== Available data

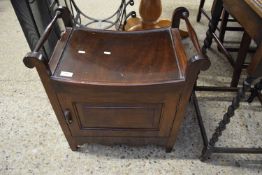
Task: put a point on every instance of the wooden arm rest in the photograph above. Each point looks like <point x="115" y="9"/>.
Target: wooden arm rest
<point x="182" y="12"/>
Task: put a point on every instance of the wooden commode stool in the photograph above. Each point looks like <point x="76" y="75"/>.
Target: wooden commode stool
<point x="114" y="87"/>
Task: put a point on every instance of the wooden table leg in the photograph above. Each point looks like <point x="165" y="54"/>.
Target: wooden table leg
<point x="216" y="11"/>
<point x="150" y="11"/>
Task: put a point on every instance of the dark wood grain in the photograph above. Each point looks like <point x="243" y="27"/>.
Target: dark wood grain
<point x="119" y="87"/>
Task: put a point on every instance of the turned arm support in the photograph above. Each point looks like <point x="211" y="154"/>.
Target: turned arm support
<point x="32" y="57"/>
<point x="200" y="58"/>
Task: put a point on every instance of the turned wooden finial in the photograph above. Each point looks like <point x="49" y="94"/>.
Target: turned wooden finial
<point x="150" y="11"/>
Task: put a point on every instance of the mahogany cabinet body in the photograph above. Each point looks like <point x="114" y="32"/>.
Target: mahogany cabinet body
<point x="119" y="87"/>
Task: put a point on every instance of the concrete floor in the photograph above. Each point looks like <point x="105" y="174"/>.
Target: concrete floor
<point x="32" y="142"/>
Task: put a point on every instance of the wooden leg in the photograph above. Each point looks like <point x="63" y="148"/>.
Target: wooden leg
<point x="73" y="146"/>
<point x="244" y="46"/>
<point x="169" y="149"/>
<point x="215" y="16"/>
<point x="201" y="5"/>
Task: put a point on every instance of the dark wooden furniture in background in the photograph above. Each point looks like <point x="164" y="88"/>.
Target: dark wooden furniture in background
<point x="119" y="87"/>
<point x="150" y="11"/>
<point x="252" y="24"/>
<point x="252" y="28"/>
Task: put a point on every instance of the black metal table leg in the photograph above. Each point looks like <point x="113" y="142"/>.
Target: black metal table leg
<point x="209" y="145"/>
<point x="215" y="16"/>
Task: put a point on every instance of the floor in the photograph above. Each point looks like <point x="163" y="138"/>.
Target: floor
<point x="32" y="142"/>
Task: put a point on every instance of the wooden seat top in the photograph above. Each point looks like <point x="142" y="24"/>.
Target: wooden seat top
<point x="120" y="58"/>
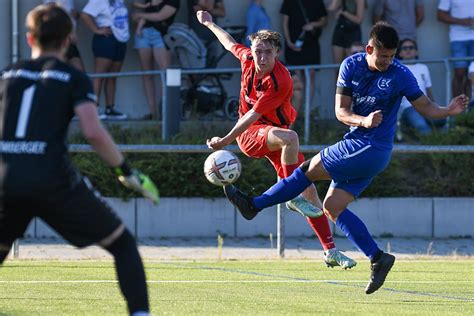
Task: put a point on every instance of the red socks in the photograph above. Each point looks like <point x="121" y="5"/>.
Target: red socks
<point x="288" y="169"/>
<point x="320" y="224"/>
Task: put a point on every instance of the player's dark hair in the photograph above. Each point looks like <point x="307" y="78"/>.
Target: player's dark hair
<point x="383" y="35"/>
<point x="49" y="26"/>
<point x="272" y="37"/>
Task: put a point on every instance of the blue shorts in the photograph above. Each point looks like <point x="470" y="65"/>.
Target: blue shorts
<point x="151" y="38"/>
<point x="353" y="163"/>
<point x="462" y="49"/>
<point x="108" y="47"/>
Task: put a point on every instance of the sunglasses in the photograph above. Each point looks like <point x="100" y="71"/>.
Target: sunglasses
<point x="411" y="47"/>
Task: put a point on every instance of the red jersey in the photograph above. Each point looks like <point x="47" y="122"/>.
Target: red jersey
<point x="269" y="96"/>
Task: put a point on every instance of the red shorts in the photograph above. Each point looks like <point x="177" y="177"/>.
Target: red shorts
<point x="253" y="143"/>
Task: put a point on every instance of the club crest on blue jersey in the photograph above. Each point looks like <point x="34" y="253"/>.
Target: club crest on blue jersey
<point x="383" y="83"/>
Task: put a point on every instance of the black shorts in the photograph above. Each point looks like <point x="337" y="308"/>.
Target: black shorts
<point x="72" y="52"/>
<point x="79" y="215"/>
<point x="344" y="36"/>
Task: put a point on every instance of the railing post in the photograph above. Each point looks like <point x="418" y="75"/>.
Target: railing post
<point x="172" y="112"/>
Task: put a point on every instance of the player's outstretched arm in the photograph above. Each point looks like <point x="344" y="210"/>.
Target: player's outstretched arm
<point x="105" y="147"/>
<point x="205" y="18"/>
<point x="242" y="124"/>
<point x="431" y="110"/>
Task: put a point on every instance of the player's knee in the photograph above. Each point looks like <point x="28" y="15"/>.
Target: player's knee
<point x="332" y="208"/>
<point x="123" y="244"/>
<point x="292" y="138"/>
<point x="305" y="165"/>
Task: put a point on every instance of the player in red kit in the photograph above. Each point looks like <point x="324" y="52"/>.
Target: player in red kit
<point x="265" y="115"/>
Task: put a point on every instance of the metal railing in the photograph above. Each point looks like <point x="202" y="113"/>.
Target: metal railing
<point x="306" y="69"/>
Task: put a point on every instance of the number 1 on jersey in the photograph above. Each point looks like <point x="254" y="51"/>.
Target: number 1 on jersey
<point x="25" y="109"/>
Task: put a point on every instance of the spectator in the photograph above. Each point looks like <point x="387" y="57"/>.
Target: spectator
<point x="404" y="15"/>
<point x="350" y="14"/>
<point x="152" y="26"/>
<point x="257" y="19"/>
<point x="73" y="57"/>
<point x="217" y="10"/>
<point x="108" y="20"/>
<point x="302" y="22"/>
<point x="407" y="114"/>
<point x="357" y="47"/>
<point x="459" y="14"/>
<point x="471" y="77"/>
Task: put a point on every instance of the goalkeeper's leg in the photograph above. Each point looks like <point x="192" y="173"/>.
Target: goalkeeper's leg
<point x="130" y="272"/>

====

Your answer should consist solely of the lines above from the line with "Task: put a point on every instance of the blue" to the line with "Task: put a point on every instance of the sunglasses", both included, reproduced exactly.

Task: put a point on every instance of the blue shorts in the photograph above. Each point looks like <point x="470" y="65"/>.
Target: blue shorts
<point x="151" y="38"/>
<point x="353" y="163"/>
<point x="462" y="49"/>
<point x="108" y="47"/>
Task: put a point on every instance of the sunglasses in the photograph above. Each point looks like <point x="100" y="71"/>.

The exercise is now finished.